#### [Written exercise]
Output every record word for word.

___ Data provided

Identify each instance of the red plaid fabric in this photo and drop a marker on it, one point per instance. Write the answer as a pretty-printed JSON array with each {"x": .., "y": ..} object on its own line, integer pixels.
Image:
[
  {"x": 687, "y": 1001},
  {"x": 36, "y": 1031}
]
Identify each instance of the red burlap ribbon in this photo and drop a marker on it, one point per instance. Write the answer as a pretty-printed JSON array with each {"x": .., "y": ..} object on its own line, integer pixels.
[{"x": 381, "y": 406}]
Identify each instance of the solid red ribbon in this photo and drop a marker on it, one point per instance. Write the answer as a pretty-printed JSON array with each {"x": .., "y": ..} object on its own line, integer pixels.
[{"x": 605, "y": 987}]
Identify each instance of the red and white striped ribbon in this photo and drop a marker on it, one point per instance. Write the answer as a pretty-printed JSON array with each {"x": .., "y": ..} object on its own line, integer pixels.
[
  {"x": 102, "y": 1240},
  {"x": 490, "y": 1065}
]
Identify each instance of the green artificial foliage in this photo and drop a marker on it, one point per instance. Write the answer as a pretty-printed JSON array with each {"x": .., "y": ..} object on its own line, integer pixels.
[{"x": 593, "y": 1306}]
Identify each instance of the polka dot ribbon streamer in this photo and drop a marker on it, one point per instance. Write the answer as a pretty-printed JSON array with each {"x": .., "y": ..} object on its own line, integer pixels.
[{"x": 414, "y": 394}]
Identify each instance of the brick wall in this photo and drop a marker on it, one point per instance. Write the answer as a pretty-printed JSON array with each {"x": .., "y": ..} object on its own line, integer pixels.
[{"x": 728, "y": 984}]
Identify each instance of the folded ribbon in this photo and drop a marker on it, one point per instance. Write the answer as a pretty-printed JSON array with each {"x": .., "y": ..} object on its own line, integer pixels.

______

#### [Written response]
Identify each instance of the red plaid fabric in this photo and drop a marker on it, one point per instance. Write the answer as a pretty-printed JSON array with each {"x": .., "y": ..} object on its own line, integer pixels.
Image:
[
  {"x": 687, "y": 1001},
  {"x": 36, "y": 1031}
]
Identify each instance of the red burlap ribbon in this photo and drop a marker on it, one point per instance. Write the answer as a pretty-printed JSON array with each {"x": .., "y": ..} object on its own line, integer pixels.
[{"x": 381, "y": 406}]
Identify each instance of the solid red ribbon in this photo and drop a marker on it, one point per instance. Write the answer as a pretty-printed JSON array with each {"x": .., "y": ..} object on its own line, integer pixels.
[{"x": 605, "y": 987}]
Identify each instance of the red and white striped ribbon in this photo and drop a marker on it, one point per instance. Write the answer as a pretty-printed JSON array with each {"x": .., "y": ..} object on its own line, integer pixels.
[
  {"x": 102, "y": 1240},
  {"x": 490, "y": 1065}
]
Identify each instance of the green artificial foliage in this photo and drop a marker on it, one point per instance. Write the answer as a pretty-printed JSON array with each {"x": .., "y": ..} object on its own line, integer pixels.
[{"x": 593, "y": 1306}]
Identify each instance of the polka dot ribbon streamer in this photo and drop a marker on it, one point per instance. Write the answer as a pretty-printed JSON array with each {"x": .., "y": ..} object on its own line, integer pixels.
[{"x": 414, "y": 394}]
Identify each instance of the brick wall in this photo and drop a marker on it, one point per instance. Write the answer as a pretty-printed JSON array with each {"x": .., "y": ..} object on its own line, integer pixels.
[{"x": 728, "y": 984}]
Identify each instance of the folded ribbon in this photo and drop a marker on it, one point per instance. Write the answer as a pretty-printed JSON array with each {"x": .., "y": ..} object on its own line, integer pixels.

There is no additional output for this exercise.